[[ THE INPUT open ]]
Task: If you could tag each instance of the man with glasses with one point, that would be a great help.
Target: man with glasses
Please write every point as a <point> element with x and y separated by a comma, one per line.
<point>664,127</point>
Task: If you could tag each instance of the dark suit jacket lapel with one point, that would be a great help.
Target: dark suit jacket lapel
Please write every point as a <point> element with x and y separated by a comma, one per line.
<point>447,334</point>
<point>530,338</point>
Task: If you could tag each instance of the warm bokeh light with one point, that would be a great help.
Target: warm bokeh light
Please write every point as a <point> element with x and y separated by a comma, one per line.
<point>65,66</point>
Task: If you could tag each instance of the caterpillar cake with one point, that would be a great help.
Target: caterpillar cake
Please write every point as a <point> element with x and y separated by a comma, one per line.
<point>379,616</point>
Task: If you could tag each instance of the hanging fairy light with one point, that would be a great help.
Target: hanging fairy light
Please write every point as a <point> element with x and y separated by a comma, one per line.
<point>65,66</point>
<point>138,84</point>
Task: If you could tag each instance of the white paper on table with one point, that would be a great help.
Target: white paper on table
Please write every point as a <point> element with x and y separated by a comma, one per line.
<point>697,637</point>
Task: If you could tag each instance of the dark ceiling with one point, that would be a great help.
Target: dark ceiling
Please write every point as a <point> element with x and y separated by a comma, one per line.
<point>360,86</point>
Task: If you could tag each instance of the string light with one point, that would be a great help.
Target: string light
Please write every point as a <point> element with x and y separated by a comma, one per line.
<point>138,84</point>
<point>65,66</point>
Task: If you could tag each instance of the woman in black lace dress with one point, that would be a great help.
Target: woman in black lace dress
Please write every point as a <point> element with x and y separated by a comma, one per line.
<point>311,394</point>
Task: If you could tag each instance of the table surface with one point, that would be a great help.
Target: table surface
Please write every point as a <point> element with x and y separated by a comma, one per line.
[[ THE INPUT closed ]]
## WHAT THE EXERCISE ASKS
Retype the records above in full, exactly.

## TASK RESULT
Task: If you could tag each instance of the man with glasses with one point, that would be a great help.
Target: man with glasses
Please write every point as a <point> element with x and y separated by a comma, one per line.
<point>664,127</point>
Task: If you could tag each instance of the dark suit jacket lapel with one point, that would be a great help.
Target: dark suit jacket lapel
Please write every point as a <point> element with x and y separated by a comma, one per line.
<point>447,334</point>
<point>530,338</point>
Task: If you could tag each instance of the warm bokeh light with one point, that would be a great help.
Target: warm bokeh light
Please write every point as a <point> element with x and y separated by a comma, one per line.
<point>65,66</point>
Task: If you could tag each instance of the caterpillar cake with one point, that would be a great help.
Target: caterpillar cake
Please write every point as a <point> element with x and y separated by a comma, one per line.
<point>379,616</point>
Task: If you could tag each instance of the hanging fairy light with one point, that would be a great help.
Target: hanging fairy light
Please write every point as a <point> element with x and y separated by a comma, one per line.
<point>65,66</point>
<point>138,84</point>
Task: If you could tag each instance of the white paper on table with one point, that would be a great help.
Target: white paper on table
Please write every point as a <point> element with x and y separated by a comma, one per line.
<point>697,637</point>
Task: If you could tag each instance of the dark ceiling with one point, that would be a great help.
Target: dark ceiling
Please write every point as a <point> element with x and y separated by a comma, one per line.
<point>360,86</point>
Task: If you could tag each instance of the string light with one point, that would be a great help.
Target: string light
Please write every point as a <point> element with x and y separated by a comma, one per line.
<point>138,84</point>
<point>65,66</point>
Task: If you could tag each instance of the woman in black lace dress with one point, that would be a great help.
Target: woman in black lace dress
Please write every point as a <point> element with x and y separated by a comma, one per line.
<point>311,394</point>
Task: If you could tag each instance of the table surface with one point, that would be a great help.
Target: table surface
Please write every point as a <point> element with x and y separated by a comma, one per line.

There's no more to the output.